The Jordanian health ministry announced on Thursday evening it had identified its first two cases of the omicron variant of coronavirus.
The health ministry’s statement, announced by state-run Petra news agency, said the first case is a Jordanian national who recently returned from South Africa and is currently quarantining in a hotel in Jordan’s capital, Amman.
According to Petra, the second case is a Jordanian national who has not recently left the country, raising fears that the omicron variant may be spreading within the kingdom’s communities. The second individual is also quarantining in a hotel in Amman.
In response to the two cases, the kingdom’s National Centre for Security and Crisis Management announced Friday that all arrivals will be required to take a PCR test 72 hours before arriving in Jordan and another PCR test upon entering the country. The law will come into effect on Sunday and does not apply to children under the age of five.

# Dataset extract:
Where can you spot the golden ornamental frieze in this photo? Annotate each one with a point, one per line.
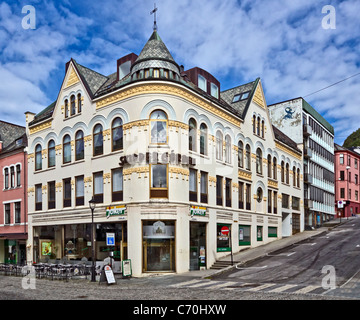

# Required work:
Reproduce word for word the stretch of the report on Jordan's first omicron cases from "According to Petra, the" through "age of five.".

# The answer:
According to Petra, the second case is a Jordanian national who has not recently left the country, raising fears that the omicron variant may be spreading within the kingdom’s communities. The second individual is also quarantining in a hotel in Amman.
In response to the two cases, the kingdom’s National Centre for Security and Crisis Management announced Friday that all arrivals will be required to take a PCR test 72 hours before arriving in Jordan and another PCR test upon entering the country. The law will come into effect on Sunday and does not apply to children under the age of five.